Task => Could you copy every one of the records below line for line, with no changes at all?
— Begin Provided records —
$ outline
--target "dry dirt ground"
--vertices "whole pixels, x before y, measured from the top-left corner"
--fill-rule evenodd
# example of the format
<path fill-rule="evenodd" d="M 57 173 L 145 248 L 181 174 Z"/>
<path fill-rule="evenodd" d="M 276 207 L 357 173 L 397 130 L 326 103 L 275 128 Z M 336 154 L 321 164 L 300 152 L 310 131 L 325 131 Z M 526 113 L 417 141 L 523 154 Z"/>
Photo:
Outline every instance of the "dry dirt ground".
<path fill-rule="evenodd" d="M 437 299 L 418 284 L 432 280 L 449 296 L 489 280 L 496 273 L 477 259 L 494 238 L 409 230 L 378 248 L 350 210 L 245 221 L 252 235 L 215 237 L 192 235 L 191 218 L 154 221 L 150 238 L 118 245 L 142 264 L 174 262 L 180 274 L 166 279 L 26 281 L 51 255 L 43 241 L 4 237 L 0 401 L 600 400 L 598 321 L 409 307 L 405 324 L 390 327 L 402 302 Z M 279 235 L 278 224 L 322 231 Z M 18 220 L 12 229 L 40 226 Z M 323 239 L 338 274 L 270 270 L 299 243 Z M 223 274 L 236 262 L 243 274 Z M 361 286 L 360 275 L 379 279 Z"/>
— End Provided records —
Worked answer =>
$ outline
--target "dry dirt ground"
--vertices "whole pixels, x before y, measured from the top-left corner"
--fill-rule evenodd
# example of the format
<path fill-rule="evenodd" d="M 57 173 L 145 248 L 181 174 Z"/>
<path fill-rule="evenodd" d="M 276 207 L 357 173 L 397 130 L 326 103 L 275 128 Z M 336 154 L 321 164 L 300 152 L 310 131 L 325 131 Z M 526 113 L 417 141 L 523 154 Z"/>
Photo:
Outline every instance of the "dry dirt ground".
<path fill-rule="evenodd" d="M 437 299 L 418 284 L 432 280 L 449 296 L 489 280 L 496 273 L 477 259 L 494 238 L 409 230 L 378 248 L 350 210 L 245 221 L 252 235 L 215 237 L 192 235 L 191 218 L 154 221 L 150 238 L 118 245 L 142 264 L 174 262 L 180 274 L 166 279 L 26 281 L 51 255 L 43 241 L 4 237 L 0 401 L 600 400 L 598 321 L 409 307 L 405 324 L 390 327 L 402 302 Z M 279 235 L 278 224 L 322 231 Z M 18 220 L 12 229 L 40 226 Z M 323 239 L 338 274 L 270 270 L 299 243 Z M 223 274 L 236 262 L 243 274 Z M 361 286 L 360 275 L 379 279 Z"/>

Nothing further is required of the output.